Study material Block Start

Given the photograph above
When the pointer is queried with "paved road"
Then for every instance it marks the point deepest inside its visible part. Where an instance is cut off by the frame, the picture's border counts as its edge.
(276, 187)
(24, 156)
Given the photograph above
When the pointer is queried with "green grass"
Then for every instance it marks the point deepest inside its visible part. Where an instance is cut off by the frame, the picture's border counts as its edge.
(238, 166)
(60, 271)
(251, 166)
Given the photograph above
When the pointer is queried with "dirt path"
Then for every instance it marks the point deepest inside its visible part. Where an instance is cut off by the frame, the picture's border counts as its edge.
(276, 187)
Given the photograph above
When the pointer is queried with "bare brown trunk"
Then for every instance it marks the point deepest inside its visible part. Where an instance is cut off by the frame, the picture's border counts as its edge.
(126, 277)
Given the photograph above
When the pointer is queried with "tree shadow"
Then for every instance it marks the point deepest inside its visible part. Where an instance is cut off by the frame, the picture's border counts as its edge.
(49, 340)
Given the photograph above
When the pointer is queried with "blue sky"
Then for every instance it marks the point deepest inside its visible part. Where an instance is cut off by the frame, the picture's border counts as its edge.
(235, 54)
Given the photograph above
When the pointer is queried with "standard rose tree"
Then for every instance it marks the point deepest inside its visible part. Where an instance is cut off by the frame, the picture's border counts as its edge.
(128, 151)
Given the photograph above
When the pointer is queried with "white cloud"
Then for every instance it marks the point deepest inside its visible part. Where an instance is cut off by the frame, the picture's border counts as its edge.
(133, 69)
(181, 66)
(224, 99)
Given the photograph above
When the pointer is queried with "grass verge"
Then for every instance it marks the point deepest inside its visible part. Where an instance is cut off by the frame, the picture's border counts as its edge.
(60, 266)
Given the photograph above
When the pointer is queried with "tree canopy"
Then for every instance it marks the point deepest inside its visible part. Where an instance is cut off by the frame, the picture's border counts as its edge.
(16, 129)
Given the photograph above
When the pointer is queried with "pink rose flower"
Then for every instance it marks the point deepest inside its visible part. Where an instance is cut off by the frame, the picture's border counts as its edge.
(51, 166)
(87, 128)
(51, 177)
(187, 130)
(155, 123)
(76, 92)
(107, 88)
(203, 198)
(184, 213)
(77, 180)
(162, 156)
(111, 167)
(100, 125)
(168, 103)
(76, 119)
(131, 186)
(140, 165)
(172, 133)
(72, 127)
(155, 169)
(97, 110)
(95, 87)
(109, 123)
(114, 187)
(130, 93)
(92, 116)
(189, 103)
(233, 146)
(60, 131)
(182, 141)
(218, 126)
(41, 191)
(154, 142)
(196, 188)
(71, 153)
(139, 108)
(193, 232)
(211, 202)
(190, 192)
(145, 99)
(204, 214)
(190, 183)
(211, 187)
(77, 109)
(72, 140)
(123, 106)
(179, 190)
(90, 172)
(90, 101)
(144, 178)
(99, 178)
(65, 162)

Study material Block End

◆ **What to do**: What lines in the records above include the string "tree"? Copy each one.

◆ **Your response**:
When the pointer is queried with "tree shadow"
When the pointer is queried with "standard rose tree"
When the pointer is queried with "tree canopy"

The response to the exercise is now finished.